**EXERCISES**
**1)** Based on the entry on the word în below, explain why there is no direct confirmation that în changed to mean an "Elvish century."
**2)** According to the entry on the word în, what meaning did Tolkien give Q. yén in the Lord of the Rings and other later writings?

**PASSAGE**
S. #în¹ n. “year”
Conceptual Development: The word în first appeared in The Etymologies from the 1930s with the gloss and derivation given above. It did not directly appear in Tolkien’s later writings, but was an element in several later words such as S. ínias “annals” and S. iphant “aged” (lit. “year full”). Furthermore, its Quenya cognate yén did reappear in the Lord of the Rings appendices.
In The Etymologies, both N. în and ᴹQ. yén were glossed “year”, and there were other words for longer periods of time, such as ᴹQ. qantien “century, (lit.) full year” and N. anrand “cycle, age”. In the Lord of the Rings and other later writings, Tolkien changed the meaning Q. yén to an “Elvish century” of 144 years. It is quite likely that S. în also changed to this meaning, but since it did not appear as an independent word in later writing, we have no direct confirmation of this.

**RECORD SET**

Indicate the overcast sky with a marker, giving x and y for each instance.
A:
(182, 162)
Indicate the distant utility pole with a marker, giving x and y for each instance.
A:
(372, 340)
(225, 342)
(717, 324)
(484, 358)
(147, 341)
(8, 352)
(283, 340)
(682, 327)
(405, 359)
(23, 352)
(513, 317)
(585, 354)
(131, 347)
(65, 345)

**CORRECT ANSWERS**
**1)** There is no direct confirmation because în did not appear as an independent word in Tolkien's later writings. Only its Quenya cognate yén is known to have taken on the meaning of 144 years.

**2)** An "Elvish century" of 144 years.